### Short exercise
Print the listing below verbatim, line for line, but omit the picture.

### Available records
--------------------------------

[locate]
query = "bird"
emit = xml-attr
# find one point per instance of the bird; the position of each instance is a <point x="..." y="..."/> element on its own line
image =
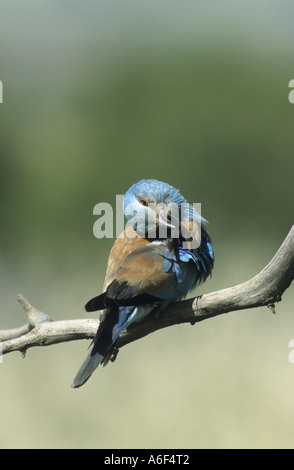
<point x="163" y="253"/>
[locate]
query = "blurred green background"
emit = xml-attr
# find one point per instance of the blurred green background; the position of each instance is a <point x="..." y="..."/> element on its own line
<point x="97" y="95"/>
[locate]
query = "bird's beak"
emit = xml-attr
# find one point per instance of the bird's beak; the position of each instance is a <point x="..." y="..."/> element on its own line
<point x="163" y="220"/>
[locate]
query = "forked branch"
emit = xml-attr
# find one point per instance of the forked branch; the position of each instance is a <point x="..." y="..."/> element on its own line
<point x="264" y="289"/>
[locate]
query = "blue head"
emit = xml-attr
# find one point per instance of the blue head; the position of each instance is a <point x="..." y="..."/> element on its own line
<point x="158" y="210"/>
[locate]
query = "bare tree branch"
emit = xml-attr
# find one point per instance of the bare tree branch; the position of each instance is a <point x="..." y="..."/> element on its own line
<point x="264" y="289"/>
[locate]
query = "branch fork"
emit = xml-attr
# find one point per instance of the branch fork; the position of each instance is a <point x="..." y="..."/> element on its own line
<point x="264" y="289"/>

--------------------------------

### Solution to the exercise
[locate]
query = "bird"
emit = xml-attr
# find one point per instance of the bird; the position of each instance is a <point x="..." y="..."/> element on its own line
image =
<point x="163" y="253"/>
[locate]
query = "blurred green background"
emit = xml-attr
# find one point per instance of the blurred green background; the position of each instance is a <point x="..." y="..."/> element on its own line
<point x="97" y="95"/>
[locate]
query = "bird's beak"
emit = xml-attr
# find one point per instance of the bird's beak; the position of each instance is a <point x="..." y="..."/> element on its own line
<point x="163" y="220"/>
[locate]
query = "forked branch"
emit = xml-attr
# find one point per instance of the forked branch; the position of each instance is a <point x="..." y="..."/> element on its own line
<point x="264" y="289"/>
[locate]
query = "blue head"
emit = xml-attr
# find one point per instance of the blue head; the position of each instance is a <point x="..." y="..."/> element on its own line
<point x="158" y="210"/>
[locate]
query = "bare tree branch"
emit = xml-attr
# find one point per instance of the bare tree branch; the position of each instance is a <point x="..." y="..."/> element on its own line
<point x="264" y="289"/>
[locate]
query = "branch fork"
emit = xml-attr
# find one point per instance of the branch fork; the position of each instance is a <point x="..." y="..."/> element on its own line
<point x="264" y="289"/>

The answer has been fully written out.